Your tasks:
A) Output the passage on the French fleet word for word, starting with "If only Cunningham" and going on through "to find him.".
B) For each statement, answer yes or no to whether the passage on the French fleet supports it, and quote the deciding words: (i) Gensoul and Darlan had no options. (ii) The British made a formal declaration of war. (iii) Churchill and Cunningham had time to wait longer for an answer.

Excerpt provided:
+---+

Gensoul and Darlan wanted to preserve the independence of the fleet to prevent the Germans occupying what remained of France. They had no options. That the France that remained bore as much resemblance to the country they had served and loved as a taxidermists dummy does to a living animal may not have been apparent to them.

 

Churchill and Cunningham could do no other than try and neutralise a very real threat. They too had no option, to insist otherwise is to expect them to be gifted with a remarkable degree of foresight. Crises have a habit of concentrating the mind, the honourableness (or otherwise) of such act wouldn't even merit a thought.

 

But the question rises who to declare war on? These I think are the horns of the British dillemma and perhaps part of the reason why there was no formal declaration and the reason for the 3 options. In essence the question was; "Whom do you serve? Vichy (and therefore the Nazis)? France (what's left of it)? Or no-one" The summer of 1940 was not a time for fence-sitting.

 

Darlan and Gensoul would doubtless have wanted more time to answer the question, Churchill and Cunningham had no more time and were forced into eliciting the worst possible answer ("We serve Vichy").

 

If only Darlan had sailed his ships out to join the allies, they could have done sterling service and taken a full share of the honour of liberating their homeland. Darlan could not possibly foresee such an outcome.

 

If only Cunningham could have found a way to give Darlan more time. I don't doubt the British feared air or submarine attack and Cunningham's nerves must have been strained. After 6 hours on station Italian submarines would know exactly where to find him.

 

Churchill's sumation of Kurita's poor decision making after having two flagships sunk under him at Leyte Gulf seems apropriate to both. "Those who have undergone a similar ordeal may judge him."

+---+

Provided records:
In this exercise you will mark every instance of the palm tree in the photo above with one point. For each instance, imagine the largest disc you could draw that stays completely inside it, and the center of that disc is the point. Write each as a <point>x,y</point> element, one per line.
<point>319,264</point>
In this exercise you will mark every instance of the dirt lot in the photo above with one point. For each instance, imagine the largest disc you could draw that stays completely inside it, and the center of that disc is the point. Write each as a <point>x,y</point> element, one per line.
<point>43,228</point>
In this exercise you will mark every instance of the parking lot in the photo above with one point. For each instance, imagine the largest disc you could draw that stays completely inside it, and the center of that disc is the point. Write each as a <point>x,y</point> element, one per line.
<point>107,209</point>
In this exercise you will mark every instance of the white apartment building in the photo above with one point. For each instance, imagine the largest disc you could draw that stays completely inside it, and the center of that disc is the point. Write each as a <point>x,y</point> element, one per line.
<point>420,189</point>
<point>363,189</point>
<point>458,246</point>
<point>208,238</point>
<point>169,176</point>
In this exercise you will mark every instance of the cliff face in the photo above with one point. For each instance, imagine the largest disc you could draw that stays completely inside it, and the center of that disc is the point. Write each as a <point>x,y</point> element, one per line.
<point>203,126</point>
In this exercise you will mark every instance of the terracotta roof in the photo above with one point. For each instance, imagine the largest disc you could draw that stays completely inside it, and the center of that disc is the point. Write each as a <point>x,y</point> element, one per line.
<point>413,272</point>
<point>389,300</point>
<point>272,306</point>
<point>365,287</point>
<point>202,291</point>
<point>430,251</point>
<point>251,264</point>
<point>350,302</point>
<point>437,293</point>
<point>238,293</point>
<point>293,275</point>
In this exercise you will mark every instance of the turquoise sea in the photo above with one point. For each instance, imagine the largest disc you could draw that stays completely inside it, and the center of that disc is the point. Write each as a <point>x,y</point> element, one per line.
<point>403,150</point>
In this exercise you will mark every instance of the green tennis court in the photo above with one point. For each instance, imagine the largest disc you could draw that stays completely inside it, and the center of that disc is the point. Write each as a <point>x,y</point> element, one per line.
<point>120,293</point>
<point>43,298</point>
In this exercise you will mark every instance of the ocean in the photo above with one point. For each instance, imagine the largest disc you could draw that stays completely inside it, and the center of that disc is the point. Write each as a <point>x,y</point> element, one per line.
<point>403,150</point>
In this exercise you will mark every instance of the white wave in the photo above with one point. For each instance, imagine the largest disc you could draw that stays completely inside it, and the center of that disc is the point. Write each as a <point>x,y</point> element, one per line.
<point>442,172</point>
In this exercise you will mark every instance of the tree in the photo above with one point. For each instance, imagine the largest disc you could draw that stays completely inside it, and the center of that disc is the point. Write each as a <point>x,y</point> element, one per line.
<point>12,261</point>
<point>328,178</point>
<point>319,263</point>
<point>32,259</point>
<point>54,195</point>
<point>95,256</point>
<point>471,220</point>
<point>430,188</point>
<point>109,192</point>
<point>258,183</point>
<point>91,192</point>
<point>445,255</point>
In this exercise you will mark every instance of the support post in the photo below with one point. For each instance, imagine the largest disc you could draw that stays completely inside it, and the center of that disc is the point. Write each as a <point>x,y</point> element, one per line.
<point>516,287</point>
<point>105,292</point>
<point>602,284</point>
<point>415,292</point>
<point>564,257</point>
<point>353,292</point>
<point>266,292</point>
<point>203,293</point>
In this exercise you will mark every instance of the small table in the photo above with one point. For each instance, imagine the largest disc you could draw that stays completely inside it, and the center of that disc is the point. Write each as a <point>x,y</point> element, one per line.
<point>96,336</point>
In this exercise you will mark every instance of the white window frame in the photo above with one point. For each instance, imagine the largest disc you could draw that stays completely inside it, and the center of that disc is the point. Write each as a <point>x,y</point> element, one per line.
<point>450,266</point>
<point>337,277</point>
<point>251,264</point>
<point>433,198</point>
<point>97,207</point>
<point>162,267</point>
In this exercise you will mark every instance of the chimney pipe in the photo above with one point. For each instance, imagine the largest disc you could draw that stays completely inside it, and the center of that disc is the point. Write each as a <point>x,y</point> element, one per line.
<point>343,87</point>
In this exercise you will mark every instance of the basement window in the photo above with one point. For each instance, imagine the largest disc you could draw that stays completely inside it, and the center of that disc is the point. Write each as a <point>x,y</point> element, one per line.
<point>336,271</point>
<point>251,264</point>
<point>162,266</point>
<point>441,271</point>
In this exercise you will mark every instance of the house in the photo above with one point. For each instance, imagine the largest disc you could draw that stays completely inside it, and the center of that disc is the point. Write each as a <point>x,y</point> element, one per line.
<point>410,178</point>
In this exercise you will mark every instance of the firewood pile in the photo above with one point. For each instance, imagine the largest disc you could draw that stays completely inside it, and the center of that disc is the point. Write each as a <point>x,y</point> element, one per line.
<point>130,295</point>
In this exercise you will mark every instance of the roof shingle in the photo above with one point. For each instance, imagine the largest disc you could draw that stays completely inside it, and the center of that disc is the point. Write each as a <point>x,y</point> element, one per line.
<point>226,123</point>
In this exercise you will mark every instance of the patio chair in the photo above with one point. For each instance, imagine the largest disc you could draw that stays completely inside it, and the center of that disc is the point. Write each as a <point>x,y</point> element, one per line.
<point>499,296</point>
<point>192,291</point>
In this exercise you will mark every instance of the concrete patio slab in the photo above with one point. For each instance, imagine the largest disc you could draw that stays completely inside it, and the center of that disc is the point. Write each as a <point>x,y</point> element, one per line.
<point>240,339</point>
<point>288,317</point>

+---+

Answer set:
A)
If only Cunningham could have found a way to give Darlan more time. I don't doubt the British feared air or submarine attack and Cunningham's nerves must have been strained. After 6 hours on station Italian submarines would know exactly where to find him.

B)
(i) Yes: "They had no options."
(ii) No: "there was no formal declaration"
(iii) No: "Churchill and Cunningham had no more time"